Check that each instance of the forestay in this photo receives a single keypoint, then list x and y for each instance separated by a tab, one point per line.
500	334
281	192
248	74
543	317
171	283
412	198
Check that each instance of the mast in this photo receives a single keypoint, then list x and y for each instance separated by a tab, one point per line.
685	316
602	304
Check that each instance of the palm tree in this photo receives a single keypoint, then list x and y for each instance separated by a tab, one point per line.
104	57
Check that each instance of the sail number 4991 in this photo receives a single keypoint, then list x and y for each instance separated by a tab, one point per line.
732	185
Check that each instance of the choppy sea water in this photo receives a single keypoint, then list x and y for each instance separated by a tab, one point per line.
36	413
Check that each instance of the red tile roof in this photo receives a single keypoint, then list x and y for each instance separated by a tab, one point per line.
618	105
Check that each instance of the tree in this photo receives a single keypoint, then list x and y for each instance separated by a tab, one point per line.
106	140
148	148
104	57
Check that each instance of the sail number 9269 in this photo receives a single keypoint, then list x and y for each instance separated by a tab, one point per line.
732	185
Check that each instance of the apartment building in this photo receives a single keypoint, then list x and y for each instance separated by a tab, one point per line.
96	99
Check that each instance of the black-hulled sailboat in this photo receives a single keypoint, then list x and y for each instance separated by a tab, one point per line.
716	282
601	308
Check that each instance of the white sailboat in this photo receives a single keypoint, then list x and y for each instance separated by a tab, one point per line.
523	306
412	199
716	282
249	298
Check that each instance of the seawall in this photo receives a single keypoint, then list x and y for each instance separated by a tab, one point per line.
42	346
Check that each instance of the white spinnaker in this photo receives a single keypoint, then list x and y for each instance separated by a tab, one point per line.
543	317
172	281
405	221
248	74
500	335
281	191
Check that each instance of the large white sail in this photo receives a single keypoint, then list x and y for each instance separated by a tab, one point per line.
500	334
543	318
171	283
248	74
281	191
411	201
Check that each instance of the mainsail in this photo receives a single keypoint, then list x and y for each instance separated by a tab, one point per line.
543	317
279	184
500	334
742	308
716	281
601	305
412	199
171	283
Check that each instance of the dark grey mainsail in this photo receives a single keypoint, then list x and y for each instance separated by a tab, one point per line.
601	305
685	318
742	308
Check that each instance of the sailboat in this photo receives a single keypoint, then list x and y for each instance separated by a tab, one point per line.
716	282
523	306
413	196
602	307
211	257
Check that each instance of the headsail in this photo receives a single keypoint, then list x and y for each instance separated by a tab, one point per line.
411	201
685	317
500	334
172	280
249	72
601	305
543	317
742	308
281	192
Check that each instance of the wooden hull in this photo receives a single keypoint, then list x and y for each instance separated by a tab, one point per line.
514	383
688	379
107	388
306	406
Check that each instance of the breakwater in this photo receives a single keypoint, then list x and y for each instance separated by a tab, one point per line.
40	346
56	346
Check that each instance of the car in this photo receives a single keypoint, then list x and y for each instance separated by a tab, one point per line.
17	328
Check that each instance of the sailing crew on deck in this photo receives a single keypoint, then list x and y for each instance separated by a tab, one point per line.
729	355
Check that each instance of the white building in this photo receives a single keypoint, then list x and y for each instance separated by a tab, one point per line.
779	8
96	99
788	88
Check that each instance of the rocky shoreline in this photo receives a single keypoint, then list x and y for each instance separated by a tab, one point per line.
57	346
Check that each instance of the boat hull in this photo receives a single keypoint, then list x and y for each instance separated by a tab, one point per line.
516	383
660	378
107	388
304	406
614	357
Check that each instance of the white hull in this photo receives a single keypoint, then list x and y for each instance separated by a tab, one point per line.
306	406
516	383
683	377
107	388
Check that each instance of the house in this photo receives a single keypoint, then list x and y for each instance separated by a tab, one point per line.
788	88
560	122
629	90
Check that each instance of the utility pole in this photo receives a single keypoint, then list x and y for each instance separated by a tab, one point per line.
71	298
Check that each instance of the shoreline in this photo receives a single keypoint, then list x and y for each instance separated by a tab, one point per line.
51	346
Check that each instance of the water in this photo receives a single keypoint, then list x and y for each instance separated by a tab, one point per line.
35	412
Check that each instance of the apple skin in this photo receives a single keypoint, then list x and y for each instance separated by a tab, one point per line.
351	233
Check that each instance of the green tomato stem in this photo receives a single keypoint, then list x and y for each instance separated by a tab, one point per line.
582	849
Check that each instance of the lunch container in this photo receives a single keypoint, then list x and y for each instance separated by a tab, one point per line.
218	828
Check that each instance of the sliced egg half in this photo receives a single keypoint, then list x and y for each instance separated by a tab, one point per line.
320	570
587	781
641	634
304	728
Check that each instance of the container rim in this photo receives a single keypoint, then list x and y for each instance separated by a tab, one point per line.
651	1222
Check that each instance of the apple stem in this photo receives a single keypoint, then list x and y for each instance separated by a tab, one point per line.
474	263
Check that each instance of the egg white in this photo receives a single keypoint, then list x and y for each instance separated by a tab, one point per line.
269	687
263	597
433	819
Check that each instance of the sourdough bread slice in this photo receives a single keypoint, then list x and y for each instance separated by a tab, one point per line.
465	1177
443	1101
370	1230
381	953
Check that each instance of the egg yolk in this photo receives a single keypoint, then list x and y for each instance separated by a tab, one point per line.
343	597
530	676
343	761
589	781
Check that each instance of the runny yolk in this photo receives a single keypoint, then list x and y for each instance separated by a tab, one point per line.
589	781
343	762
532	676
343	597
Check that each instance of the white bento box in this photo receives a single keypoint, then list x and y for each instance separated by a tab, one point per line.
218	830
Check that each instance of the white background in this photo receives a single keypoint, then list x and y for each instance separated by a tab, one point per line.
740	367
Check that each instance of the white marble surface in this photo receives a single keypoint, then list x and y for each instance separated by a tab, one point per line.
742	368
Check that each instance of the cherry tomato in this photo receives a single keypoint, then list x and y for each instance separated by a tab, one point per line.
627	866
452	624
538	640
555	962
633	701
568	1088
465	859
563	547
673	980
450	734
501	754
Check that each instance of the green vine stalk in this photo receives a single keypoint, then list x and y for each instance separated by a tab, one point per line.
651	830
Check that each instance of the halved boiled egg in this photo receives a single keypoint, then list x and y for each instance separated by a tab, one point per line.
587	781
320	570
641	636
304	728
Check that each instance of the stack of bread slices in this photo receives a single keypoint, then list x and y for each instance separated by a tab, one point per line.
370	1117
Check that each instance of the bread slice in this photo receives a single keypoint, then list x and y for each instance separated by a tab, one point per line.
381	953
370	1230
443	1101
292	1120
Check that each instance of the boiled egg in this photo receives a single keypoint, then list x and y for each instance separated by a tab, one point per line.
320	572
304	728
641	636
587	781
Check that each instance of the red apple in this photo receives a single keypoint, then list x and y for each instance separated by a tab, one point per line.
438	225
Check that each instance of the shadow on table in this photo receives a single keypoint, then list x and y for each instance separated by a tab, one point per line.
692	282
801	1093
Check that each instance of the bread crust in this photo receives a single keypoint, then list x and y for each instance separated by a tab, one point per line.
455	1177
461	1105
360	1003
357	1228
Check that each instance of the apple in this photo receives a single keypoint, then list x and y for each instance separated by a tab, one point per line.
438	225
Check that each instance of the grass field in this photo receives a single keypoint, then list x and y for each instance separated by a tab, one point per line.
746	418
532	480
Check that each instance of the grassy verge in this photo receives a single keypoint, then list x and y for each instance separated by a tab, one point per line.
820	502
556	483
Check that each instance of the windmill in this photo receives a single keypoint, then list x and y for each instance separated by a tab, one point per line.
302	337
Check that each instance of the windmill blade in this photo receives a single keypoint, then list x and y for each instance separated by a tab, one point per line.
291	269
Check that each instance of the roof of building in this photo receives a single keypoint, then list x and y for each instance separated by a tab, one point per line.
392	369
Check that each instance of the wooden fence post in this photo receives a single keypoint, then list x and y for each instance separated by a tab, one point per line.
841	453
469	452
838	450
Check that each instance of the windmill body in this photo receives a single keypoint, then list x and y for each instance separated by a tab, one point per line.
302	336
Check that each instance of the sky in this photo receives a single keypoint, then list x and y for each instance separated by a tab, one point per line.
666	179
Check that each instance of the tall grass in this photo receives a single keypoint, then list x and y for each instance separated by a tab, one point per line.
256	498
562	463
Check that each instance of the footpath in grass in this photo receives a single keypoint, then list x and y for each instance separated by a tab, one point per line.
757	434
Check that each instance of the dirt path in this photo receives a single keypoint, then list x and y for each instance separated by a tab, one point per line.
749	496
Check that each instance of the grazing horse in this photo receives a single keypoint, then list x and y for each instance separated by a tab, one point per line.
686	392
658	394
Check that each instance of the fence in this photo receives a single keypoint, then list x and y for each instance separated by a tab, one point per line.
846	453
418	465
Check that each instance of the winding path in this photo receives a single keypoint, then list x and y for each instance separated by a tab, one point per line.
◇ ◇ ◇
● **INSTRUCTIONS TO FOLLOW**
Quote the lines of the listing above that run from the line with "Check that each instance of the windmill body" through its last line, both included, and nothing else.

● **THE REPLY**
Check that each instance of the windmill body in this photo receives a single keypoint, then list x and y for each instance separated by a tab, one point per line.
302	336
Check that each instance of the sky in this photo receives a single keypoint, then list x and y for each instance separated by a tab, one point per line.
666	179
Check that each instance of the tall grass in this photo receives a single keypoint, then list x and y for each instance separated by a tab, one point per line.
256	498
562	463
Check that each instance of the footpath in grass in this photo receives a single keypoint, then list x and y for each instance separated by a tab, one point per line.
757	434
Check that each instance of the dirt path in this photo receives a single keypoint, then list x and y for each instance separated by a tab, one point per line.
749	496
Check that each instance of the grazing horse in this photo receives a single keypoint, then list x and y for each instance separated by a tab, one point per line.
686	392
658	394
Check that each instance of the fence in this photo receives a single keypoint, then list x and y for each instance separated by a tab, one point per line.
846	453
418	465
Check that each instance of the winding path in this photo receives a single keypoint, then list x and y for each instance separated by a tab, one point per line.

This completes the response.